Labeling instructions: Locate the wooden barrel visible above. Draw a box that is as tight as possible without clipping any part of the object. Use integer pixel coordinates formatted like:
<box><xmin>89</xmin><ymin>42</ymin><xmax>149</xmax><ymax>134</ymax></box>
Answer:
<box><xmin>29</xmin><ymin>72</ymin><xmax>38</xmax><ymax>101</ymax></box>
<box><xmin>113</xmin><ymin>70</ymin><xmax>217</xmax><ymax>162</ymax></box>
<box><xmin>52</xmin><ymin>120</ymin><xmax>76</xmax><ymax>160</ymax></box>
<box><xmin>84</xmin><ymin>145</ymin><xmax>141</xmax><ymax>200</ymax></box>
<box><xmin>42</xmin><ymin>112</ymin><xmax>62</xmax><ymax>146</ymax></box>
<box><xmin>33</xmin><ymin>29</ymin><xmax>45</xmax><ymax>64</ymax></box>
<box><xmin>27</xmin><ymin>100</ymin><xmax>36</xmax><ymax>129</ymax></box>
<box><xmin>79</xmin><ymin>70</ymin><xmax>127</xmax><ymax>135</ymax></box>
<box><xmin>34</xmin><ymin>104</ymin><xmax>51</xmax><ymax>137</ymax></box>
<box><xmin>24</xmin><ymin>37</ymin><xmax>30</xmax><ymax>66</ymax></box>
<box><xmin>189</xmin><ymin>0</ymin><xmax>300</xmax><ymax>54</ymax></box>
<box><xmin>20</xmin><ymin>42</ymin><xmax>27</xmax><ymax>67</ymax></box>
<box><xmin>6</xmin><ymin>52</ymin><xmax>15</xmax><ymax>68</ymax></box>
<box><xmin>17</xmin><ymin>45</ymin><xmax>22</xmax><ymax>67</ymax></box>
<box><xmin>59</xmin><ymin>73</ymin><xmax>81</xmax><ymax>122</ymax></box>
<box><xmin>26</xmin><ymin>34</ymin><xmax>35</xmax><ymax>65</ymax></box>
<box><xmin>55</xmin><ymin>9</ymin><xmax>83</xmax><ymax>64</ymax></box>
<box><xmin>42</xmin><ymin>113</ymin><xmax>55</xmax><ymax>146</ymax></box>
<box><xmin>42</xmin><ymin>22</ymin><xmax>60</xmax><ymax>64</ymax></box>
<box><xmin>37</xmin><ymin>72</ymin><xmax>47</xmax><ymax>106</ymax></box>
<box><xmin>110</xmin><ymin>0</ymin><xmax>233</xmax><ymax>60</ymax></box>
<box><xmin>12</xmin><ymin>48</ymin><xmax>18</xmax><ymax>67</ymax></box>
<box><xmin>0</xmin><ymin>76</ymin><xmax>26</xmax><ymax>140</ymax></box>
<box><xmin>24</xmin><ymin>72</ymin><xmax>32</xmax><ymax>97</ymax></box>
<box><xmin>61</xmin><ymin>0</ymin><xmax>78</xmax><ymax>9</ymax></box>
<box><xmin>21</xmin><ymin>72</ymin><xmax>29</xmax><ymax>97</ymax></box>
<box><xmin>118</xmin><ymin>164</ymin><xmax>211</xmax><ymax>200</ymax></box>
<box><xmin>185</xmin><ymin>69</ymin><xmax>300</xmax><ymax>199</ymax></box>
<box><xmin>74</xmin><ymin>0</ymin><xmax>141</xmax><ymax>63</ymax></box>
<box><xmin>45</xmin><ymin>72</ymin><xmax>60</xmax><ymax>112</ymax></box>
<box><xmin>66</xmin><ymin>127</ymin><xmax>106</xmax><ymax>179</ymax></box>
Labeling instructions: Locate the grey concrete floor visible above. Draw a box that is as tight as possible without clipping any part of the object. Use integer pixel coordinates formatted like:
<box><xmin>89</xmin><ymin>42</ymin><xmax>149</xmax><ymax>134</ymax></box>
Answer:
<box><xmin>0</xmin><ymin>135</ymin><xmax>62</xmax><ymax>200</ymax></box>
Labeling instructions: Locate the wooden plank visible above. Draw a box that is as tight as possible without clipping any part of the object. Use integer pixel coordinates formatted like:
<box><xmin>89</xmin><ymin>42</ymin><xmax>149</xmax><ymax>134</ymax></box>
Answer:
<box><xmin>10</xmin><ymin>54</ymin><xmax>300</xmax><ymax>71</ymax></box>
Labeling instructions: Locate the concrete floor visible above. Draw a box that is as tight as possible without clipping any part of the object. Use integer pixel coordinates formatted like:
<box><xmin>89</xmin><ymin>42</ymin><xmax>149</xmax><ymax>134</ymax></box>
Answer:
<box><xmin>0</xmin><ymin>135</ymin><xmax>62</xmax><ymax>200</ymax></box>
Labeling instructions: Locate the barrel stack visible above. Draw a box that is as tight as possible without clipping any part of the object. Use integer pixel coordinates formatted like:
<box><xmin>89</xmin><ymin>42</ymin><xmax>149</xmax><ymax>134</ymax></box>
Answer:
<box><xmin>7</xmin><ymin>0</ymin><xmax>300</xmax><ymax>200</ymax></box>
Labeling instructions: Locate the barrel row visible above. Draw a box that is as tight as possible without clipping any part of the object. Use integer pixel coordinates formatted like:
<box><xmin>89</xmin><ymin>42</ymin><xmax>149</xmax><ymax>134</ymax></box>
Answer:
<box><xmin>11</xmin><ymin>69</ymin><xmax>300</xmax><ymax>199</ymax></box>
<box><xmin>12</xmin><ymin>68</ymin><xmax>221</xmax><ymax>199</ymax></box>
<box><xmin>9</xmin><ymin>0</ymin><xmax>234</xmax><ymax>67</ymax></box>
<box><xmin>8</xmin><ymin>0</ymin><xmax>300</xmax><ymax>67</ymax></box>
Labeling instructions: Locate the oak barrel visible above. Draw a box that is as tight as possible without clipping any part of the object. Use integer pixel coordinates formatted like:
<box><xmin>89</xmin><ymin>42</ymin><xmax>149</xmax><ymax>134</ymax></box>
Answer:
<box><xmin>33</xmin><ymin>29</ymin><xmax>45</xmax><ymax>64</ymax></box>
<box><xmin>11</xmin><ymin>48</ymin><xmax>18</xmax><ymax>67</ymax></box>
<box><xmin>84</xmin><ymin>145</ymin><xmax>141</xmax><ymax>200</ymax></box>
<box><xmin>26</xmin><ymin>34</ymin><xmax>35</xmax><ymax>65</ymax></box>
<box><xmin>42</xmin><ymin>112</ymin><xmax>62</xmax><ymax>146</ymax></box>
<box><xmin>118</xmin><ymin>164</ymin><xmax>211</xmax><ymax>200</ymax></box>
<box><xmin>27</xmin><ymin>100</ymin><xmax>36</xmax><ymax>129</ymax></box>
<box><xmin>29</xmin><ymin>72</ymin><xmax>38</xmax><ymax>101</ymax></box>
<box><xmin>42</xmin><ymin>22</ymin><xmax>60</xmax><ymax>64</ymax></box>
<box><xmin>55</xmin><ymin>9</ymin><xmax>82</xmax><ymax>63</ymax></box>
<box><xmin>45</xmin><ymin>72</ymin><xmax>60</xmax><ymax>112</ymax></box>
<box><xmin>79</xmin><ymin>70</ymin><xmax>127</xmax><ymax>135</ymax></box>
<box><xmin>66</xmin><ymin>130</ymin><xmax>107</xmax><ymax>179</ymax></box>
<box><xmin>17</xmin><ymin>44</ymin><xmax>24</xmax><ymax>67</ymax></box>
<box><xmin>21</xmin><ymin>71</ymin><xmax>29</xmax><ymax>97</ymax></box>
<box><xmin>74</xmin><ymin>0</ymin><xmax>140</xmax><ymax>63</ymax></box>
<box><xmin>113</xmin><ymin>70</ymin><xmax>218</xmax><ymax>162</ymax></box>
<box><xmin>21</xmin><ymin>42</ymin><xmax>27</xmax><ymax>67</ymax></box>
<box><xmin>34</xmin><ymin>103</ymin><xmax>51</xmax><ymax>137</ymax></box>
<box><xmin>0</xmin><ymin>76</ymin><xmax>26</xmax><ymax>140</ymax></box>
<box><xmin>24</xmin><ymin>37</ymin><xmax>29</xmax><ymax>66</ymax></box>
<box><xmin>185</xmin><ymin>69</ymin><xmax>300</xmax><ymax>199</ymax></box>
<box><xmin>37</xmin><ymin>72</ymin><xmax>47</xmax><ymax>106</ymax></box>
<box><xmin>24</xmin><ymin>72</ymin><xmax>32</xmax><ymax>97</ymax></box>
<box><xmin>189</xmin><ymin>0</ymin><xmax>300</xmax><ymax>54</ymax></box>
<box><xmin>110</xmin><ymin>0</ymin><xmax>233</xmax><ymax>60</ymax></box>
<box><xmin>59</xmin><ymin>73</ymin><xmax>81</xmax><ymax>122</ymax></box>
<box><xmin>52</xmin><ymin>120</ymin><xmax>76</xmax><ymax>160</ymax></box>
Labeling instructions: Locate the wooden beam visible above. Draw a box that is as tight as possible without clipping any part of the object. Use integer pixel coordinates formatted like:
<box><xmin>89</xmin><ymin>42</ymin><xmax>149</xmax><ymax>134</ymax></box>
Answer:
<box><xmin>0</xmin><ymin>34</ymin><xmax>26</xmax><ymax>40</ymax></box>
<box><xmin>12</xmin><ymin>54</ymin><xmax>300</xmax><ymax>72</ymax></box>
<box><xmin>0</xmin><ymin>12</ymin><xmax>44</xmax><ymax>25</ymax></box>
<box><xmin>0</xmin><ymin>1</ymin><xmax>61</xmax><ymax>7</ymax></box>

* * *

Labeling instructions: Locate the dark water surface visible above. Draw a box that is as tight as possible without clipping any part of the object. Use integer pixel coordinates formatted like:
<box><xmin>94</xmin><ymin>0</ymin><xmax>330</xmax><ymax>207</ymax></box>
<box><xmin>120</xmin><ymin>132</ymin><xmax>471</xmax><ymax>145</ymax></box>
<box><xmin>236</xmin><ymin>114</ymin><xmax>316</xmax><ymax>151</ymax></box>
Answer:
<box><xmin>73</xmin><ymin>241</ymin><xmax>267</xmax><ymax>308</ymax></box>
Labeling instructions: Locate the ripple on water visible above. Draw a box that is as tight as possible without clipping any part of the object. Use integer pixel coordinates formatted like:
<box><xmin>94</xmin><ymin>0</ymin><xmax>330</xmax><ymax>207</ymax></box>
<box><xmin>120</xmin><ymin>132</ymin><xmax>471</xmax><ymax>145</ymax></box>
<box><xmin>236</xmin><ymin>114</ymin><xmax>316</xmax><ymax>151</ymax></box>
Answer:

* * *

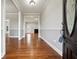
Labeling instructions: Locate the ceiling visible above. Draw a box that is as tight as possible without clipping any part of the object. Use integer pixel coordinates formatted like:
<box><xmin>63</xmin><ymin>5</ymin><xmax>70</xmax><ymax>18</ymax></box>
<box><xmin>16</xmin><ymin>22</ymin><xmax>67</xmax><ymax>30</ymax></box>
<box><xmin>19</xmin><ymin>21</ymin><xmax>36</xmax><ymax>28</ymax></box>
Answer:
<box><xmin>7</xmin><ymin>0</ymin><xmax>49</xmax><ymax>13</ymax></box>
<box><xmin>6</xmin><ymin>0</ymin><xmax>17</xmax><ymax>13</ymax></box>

* * *

*GIVEN REQUEST*
Which lines in the rows above contain the word "barrel"? Copy each one out in full.

*WRITTEN REPLY*
Labeling instructions: Locate the wooden barrel visible above. Draw a box that is as tight as possible without clipping any part of the object. Use integer pixel coordinates formatted like:
Labeling instructions: Locate the barrel stack visible above. Draw a box that is as tight as possible without clipping any part of the object. Use integer pixel coordinates formatted like:
Labeling instructions: Locate the barrel row visible above. Draw a box that is as tight as possible without clipping any part of the object. Use integer pixel coordinates formatted like:
Labeling instructions: Locate the oak barrel visible above. Draw a box that is as tight as possible without clipping any part of the object. Use integer pixel coordinates formatted like:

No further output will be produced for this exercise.